§ **SHORT EXERCISE 1**: Print everything from "I find it kind" down to "out of work?" in the Wal-Mart comment thread below, inclusive and word for word.
§ **SHORT EXERCISE 2**: Output every line of the records below, from the first line of the records down to the line that contains "pixel 517 274", keeping both of those lines and changing nothing.

Anyway I thought Czar’s comments were rather appropriate here. In my books he sure had it right!!
Jane in N.Y. in
Tuesday, February 19 at 05:30 PM
Jane,
I believe the company that Cazar had worked for, was Dun & Bradstreet, a Wallstreet firm!! But, the company he worked for at the time he wrote what you referred to, was “Wal-Mart”!! In other words, he left Dun & Bradstreet, to go to work for Wal-Mart and then bashed Wal-Mart, because it wasn’t what he was used to!!
All in all, I think that to compare Dun & Bradstreet’s business model, with Wal-Mart’s, is like comparing apples with oranges!! What people are suggesting, is that Wal-Mart, stop being Wal-Mart and become every other retail store, who is NOT #1!!
RDS in
Tuesday, February 19 at 11:48 PM
rds JUST LIKE YOU BASH UNIONS,RIGHT!
JOE in
Wednesday, February 20 at 09:48 AM
JOE,
If you would learn how to READ and COMPREHEND things, you would see, that I am NOT anti-union, only the BIG ones that distort the wage and benefit scale!!
I find it kind of odd, that when Matt V. talked against his union, he was chastized for it, being told his union was the reason he had a job, but, when Cazar talked against the company he worked for (Wal-Mart), he was praised for standing up against the reason he had a job!! Try to remember, it is not the UNION that employs you and issues you a paycheck each week, it is the COMPANY you work for that does that!! Without that job, the union does nothing for you!!
BTW: Did you hear that GM was laying off another bunch of workers, think the union will issue them a paycheck to pay their bills, while they are out of work?
RDS in
Wednesday, February 20 at 05:03 PM
I’m not sure what any of that has to do with the thrust of this thread or Cazar’s comments.
Relying on hyper-consumerism to eke out a slim profit is a downward spiral no matter how you look at it. The “race to the bottom” isn’t just about wages.
Ken V in Texas
Thursday, February 21 at 04:31 AM
I wish that Cazar would check in ,once in a while, to let us know he’s okay. I,for one,felt his commentaries were informative ,elegant,and insightful.

§ **EXCERPTED RECORDS**:
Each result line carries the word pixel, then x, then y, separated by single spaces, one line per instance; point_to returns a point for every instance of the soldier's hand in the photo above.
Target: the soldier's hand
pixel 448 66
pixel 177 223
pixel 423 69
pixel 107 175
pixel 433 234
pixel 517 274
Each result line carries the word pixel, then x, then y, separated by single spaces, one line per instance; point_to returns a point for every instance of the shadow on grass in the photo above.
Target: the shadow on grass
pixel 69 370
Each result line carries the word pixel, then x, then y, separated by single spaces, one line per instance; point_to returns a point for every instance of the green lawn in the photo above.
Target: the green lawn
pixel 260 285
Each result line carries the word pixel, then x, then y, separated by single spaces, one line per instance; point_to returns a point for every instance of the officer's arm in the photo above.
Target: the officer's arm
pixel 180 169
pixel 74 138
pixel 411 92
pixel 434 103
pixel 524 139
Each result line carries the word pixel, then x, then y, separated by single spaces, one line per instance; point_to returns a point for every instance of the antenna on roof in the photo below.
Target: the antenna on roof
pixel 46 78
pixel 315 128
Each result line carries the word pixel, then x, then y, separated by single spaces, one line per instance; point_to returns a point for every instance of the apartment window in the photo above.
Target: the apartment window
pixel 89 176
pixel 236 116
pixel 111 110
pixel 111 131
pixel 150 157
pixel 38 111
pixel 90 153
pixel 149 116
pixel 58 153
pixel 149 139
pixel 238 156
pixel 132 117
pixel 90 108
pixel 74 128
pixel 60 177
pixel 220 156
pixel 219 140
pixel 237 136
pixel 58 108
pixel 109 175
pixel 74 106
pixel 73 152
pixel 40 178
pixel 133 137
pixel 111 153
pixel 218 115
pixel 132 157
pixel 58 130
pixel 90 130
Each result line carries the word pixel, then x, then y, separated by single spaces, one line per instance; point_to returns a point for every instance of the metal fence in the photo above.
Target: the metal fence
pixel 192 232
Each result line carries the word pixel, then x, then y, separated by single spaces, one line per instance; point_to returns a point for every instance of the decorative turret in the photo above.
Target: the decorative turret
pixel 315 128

§ **COMPLETE ANSWER 1**:
I find it kind of odd, that when Matt V. talked against his union, he was chastized for it, being told his union was the reason he had a job, but, when Cazar talked against the company he worked for (Wal-Mart), he was praised for standing up against the reason he had a job!! Try to remember, it is not the UNION that employs you and issues you a paycheck each week, it is the COMPANY you work for that does that!! Without that job, the union does nothing for you!!
BTW: Did you hear that GM was laying off another bunch of workers, think the union will issue them a paycheck to pay their bills, while they are out of work?

§ **COMPLETE ANSWER 2**:
Each result line carries the word pixel, then x, then y, separated by single spaces, one line per instance; point_to returns a point for every instance of the soldier's hand in the photo above.
Target: the soldier's hand
pixel 448 66
pixel 177 223
pixel 423 69
pixel 107 175
pixel 433 234
pixel 517 274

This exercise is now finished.